*EXERCISE PROMPT*
Leave out the pictures and output the data verbatim.

[Region pointing data]
════════════════
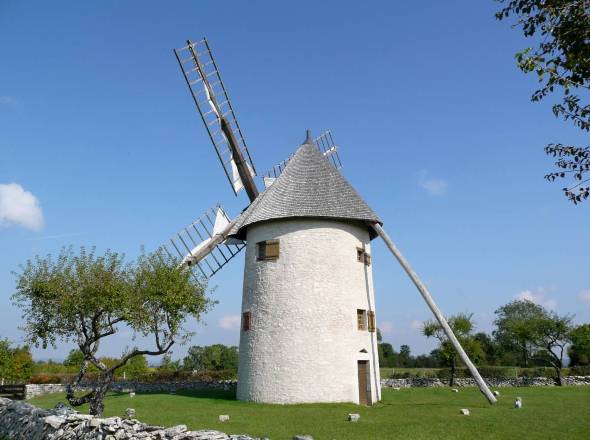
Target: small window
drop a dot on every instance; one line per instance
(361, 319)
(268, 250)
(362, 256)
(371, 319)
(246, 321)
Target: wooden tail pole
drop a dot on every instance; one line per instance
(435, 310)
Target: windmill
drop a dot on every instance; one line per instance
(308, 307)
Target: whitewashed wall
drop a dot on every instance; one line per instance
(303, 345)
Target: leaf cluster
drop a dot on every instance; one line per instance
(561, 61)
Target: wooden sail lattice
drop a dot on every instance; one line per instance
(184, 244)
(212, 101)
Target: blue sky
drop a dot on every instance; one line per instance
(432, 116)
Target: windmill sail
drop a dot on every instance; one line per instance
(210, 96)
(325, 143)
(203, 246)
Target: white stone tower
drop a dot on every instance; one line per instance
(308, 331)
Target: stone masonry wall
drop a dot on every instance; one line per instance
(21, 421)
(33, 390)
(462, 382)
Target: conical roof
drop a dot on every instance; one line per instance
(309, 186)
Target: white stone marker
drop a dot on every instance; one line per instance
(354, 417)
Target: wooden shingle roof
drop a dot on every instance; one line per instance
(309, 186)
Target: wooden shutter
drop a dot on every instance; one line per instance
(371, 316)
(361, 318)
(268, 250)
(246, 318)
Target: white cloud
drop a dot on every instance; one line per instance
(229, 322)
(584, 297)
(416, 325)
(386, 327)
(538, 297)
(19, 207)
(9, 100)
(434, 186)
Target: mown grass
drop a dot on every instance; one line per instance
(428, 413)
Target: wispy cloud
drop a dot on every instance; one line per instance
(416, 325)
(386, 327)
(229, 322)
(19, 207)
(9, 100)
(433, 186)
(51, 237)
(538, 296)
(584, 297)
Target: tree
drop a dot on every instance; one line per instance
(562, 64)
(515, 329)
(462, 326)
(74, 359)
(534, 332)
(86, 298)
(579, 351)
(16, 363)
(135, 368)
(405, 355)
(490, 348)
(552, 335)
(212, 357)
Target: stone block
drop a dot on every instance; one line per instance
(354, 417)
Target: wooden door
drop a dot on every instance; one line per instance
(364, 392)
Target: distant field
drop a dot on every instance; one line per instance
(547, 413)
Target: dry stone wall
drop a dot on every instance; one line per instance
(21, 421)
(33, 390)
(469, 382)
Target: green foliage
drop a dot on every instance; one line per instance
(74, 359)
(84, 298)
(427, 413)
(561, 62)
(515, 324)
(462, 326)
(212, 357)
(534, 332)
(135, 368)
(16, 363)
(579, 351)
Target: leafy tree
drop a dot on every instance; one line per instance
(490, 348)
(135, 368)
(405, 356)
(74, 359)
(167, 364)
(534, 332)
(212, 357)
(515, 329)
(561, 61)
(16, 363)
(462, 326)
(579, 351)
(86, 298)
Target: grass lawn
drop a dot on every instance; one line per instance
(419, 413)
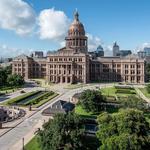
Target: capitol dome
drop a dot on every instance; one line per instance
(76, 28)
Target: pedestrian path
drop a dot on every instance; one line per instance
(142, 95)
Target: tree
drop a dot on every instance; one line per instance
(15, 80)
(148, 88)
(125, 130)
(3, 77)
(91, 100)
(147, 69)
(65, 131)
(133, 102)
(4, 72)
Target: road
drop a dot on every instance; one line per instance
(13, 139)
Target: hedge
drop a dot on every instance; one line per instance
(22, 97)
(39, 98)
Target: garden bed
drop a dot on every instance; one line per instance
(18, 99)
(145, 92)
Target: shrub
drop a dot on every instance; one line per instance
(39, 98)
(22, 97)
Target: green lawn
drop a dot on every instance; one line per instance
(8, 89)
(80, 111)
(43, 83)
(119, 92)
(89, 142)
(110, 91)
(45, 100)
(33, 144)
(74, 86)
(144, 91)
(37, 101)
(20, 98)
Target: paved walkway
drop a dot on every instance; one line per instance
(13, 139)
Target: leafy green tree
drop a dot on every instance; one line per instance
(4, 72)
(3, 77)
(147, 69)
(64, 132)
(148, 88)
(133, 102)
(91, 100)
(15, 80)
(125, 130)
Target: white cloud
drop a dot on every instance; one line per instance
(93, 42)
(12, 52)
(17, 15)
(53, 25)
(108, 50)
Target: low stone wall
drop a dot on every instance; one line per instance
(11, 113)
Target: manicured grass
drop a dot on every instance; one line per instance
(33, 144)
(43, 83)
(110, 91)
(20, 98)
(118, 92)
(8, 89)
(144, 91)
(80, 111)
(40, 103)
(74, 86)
════════════════
*RESPONSE BELOW*
Target: small window
drop a dot on every instance; one line per instance
(361, 319)
(268, 250)
(362, 256)
(371, 319)
(246, 321)
Target: wooden tail pole
drop a dot on every instance; one line per instance
(435, 310)
Target: windmill
drop a dot on every instance; one line per instance
(308, 307)
Target: whitewashed wall
drop a dot on every instance; one line per instance
(303, 345)
Target: leaf cluster
drop a dot on every instance; one line per instance
(561, 61)
Target: wooden sail lattice
drop a dot on every instance; one line per instance
(184, 244)
(212, 101)
Target: blue sky
drop a dot on every instance; one line per instance
(432, 116)
Target: windmill sail
drop a dot on every instance; one line per instance
(210, 96)
(325, 143)
(203, 246)
Target: white stone tower
drop a dot on every instance; one line per instance
(308, 331)
Target: stone masonry wall
drop a dot on every instance; one line per instance
(21, 421)
(33, 390)
(462, 382)
Target: conical roof
drop a dot on every instance; one line per instance
(309, 186)
Target: white stone marker
drop a dot on every instance; one line per instance
(354, 417)
Target: wooden shingle roof
drop a dot on every instance; one line per instance
(309, 186)
Target: wooden shutter
drop a dot on every instance; one line per instance
(371, 316)
(361, 318)
(268, 250)
(246, 318)
Target: white cloud
drop a dot on every instance; one line per instance
(229, 322)
(584, 297)
(416, 325)
(386, 327)
(538, 297)
(19, 207)
(9, 100)
(434, 186)
Target: mown grass
drop a dot on every instance; one line per instance
(428, 413)
Target: wispy cloud
drop a dot on every instance; one line per instance
(416, 325)
(386, 327)
(229, 322)
(19, 207)
(9, 100)
(433, 186)
(51, 237)
(538, 296)
(584, 297)
Target: tree
drop a dot on every instance; one line per instance
(562, 64)
(515, 329)
(462, 326)
(74, 359)
(534, 332)
(86, 298)
(579, 351)
(16, 363)
(135, 368)
(405, 355)
(490, 348)
(552, 335)
(212, 357)
Target: stone block
drop a dot on every instance; one line per instance
(354, 417)
Target: wooden door
drop a dot on every instance; one line per instance
(364, 392)
Target: distant field
drop a dot on every instance; one line per instance
(547, 413)
Target: dry stone wall
drop a dot on every instance; one line per instance
(21, 421)
(33, 390)
(469, 382)
Target: green foliage
drop a dot on every instance; one line per instance
(74, 359)
(84, 298)
(427, 413)
(561, 62)
(515, 324)
(462, 326)
(212, 357)
(534, 332)
(135, 368)
(16, 363)
(579, 351)
Target: leafy tree
drop a dot on every instance; one line per instance
(490, 348)
(135, 368)
(405, 356)
(74, 359)
(167, 364)
(534, 332)
(212, 357)
(515, 329)
(561, 61)
(16, 363)
(462, 326)
(579, 351)
(86, 298)
Target: grass lawn
drop a dot on every instance; one line per instance
(419, 413)
Target: capitol dome
drop a dot on every instance; one line per instance
(76, 28)
Target: pedestrian path
drop a dot on every instance; one line per instance
(142, 95)
Target: tree
drop a dot on every instance; one line per instance
(15, 80)
(148, 88)
(125, 130)
(3, 77)
(91, 100)
(147, 69)
(65, 131)
(133, 102)
(4, 72)
Target: road
drop a dot on every instance; one line per instance
(13, 139)
Target: hedge
drop a dot on every instance; one line per instance
(22, 97)
(39, 98)
Target: garden bed
drop a dot on every instance; one line per instance
(18, 99)
(145, 92)
Target: shrub
drop a dot on every instance; one line per instance
(39, 98)
(22, 97)
Target: green lawn
drop a dot on every instance; one line per instance
(8, 89)
(80, 111)
(43, 83)
(119, 92)
(89, 142)
(110, 91)
(45, 100)
(33, 144)
(74, 86)
(144, 91)
(37, 101)
(20, 98)
Target: paved walkway
drop a dot on every instance; one line per instance
(13, 139)
Target: leafy green tree
drop a dot on every instance; one line per instance
(4, 72)
(3, 77)
(147, 69)
(64, 132)
(148, 88)
(133, 102)
(91, 100)
(15, 80)
(125, 130)
Target: white cloud
drop a dot on every instance; one line per instance
(93, 42)
(12, 52)
(17, 15)
(53, 25)
(108, 50)
Target: low stone wall
drop a dot on every instance; one line per instance
(11, 113)
Target: manicured grass
drop a dot on every instance; one line per instance
(33, 144)
(43, 83)
(110, 91)
(20, 98)
(118, 92)
(8, 89)
(144, 91)
(80, 111)
(40, 103)
(74, 86)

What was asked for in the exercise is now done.